• **Task description**
Filter these entries, keeping only lines that hold the word "enclosure".
=======
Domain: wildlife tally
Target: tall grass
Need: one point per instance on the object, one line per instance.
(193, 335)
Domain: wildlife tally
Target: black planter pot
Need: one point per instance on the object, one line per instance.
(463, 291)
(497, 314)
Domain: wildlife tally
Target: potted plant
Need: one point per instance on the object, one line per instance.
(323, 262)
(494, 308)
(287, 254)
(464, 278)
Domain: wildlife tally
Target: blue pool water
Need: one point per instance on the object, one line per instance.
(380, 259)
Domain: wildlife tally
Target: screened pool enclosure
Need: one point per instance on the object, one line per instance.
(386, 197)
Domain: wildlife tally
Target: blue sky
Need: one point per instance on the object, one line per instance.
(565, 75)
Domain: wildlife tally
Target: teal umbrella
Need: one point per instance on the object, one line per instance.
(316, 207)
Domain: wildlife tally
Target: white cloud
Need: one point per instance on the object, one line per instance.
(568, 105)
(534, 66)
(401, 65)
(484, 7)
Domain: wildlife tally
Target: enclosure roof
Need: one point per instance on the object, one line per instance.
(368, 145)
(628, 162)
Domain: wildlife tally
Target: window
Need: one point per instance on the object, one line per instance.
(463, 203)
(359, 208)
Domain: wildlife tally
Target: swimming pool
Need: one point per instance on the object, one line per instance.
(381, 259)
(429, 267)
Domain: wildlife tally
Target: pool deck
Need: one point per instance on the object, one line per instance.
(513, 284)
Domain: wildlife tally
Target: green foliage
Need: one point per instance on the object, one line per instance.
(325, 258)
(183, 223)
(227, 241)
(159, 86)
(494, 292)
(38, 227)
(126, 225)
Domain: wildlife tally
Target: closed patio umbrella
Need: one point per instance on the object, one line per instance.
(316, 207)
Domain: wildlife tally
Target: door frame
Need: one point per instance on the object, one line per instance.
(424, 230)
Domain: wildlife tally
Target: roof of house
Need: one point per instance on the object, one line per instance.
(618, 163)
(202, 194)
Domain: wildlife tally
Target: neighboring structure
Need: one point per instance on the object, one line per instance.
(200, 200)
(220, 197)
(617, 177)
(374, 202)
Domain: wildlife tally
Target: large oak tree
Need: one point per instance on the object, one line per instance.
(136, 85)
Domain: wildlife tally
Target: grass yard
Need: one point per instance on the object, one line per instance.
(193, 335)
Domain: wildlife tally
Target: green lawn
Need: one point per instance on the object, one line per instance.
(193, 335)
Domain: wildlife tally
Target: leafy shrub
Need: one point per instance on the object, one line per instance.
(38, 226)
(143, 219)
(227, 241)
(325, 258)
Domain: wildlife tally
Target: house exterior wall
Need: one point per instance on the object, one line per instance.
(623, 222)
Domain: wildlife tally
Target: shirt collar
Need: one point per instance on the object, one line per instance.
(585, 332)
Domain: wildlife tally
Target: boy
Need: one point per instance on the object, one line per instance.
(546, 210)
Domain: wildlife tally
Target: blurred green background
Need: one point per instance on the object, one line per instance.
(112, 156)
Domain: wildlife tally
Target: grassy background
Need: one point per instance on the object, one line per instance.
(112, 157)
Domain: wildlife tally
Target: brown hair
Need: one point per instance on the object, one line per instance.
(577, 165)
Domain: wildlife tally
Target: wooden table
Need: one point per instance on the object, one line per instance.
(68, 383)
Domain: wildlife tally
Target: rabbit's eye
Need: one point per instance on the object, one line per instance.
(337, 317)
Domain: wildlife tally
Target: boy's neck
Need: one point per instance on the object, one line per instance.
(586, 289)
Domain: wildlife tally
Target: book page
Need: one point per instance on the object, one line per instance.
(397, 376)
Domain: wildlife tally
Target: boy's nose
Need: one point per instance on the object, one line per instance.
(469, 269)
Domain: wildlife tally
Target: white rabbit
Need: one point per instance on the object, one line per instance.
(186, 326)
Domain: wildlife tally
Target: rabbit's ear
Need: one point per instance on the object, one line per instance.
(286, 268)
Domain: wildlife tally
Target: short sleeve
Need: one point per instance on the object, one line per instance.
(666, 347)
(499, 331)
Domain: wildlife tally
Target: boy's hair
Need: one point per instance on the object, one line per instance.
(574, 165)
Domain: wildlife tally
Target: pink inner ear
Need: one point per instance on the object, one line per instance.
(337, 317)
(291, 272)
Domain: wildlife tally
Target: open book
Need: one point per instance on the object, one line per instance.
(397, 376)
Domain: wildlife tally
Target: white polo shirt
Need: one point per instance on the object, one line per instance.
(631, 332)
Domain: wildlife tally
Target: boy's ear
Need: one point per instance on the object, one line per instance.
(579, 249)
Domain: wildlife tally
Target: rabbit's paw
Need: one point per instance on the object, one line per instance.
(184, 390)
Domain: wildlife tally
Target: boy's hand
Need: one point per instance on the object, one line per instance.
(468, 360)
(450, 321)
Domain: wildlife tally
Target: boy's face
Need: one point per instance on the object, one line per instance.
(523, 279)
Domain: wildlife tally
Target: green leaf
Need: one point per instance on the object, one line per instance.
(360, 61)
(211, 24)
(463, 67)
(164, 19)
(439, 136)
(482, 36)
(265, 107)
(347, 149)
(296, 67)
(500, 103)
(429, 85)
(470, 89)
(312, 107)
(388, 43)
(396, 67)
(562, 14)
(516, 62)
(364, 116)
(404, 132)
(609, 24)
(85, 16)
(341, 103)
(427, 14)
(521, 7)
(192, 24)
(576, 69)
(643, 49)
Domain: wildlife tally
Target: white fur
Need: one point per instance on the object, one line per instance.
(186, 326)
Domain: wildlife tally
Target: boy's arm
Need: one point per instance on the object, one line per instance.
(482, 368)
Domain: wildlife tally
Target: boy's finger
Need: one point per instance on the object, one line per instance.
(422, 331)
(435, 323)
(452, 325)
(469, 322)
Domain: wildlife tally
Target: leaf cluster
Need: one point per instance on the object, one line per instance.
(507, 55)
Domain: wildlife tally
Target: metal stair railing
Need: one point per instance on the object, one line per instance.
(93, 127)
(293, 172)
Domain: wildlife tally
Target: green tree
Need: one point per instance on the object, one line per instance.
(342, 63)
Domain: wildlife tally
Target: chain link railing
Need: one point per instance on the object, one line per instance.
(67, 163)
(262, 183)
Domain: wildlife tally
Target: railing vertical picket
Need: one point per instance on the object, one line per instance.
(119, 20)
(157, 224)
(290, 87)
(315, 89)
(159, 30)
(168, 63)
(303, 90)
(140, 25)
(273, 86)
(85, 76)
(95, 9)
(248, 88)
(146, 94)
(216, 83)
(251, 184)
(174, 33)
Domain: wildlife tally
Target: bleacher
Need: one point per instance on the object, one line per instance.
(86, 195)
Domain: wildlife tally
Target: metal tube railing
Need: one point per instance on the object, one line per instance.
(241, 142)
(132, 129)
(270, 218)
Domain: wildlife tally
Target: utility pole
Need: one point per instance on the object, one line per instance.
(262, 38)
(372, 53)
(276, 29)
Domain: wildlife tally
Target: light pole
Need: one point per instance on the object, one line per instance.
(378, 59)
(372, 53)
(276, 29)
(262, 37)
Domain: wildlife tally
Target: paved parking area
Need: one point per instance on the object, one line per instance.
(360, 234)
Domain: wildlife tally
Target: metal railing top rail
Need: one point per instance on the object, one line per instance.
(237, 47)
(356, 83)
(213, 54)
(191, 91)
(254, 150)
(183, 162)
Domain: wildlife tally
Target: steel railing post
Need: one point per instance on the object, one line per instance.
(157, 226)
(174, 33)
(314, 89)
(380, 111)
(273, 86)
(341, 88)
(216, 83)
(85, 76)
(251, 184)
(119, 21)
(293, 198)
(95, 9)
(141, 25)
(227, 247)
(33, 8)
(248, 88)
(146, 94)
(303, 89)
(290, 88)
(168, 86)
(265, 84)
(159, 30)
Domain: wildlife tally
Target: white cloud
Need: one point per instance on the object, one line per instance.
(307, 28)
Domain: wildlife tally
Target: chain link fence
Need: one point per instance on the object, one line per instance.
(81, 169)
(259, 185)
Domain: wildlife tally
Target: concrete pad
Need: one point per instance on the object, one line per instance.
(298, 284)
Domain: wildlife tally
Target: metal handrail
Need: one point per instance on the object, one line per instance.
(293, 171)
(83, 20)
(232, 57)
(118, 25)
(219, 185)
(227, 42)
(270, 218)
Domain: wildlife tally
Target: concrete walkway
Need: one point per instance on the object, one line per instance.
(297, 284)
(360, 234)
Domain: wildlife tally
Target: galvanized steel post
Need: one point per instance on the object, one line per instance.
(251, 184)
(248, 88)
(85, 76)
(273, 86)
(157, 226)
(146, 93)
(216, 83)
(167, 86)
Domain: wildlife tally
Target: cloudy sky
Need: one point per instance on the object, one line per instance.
=======
• **Output of the exercise**
Target: screened pool enclosure
Target: enclosure roof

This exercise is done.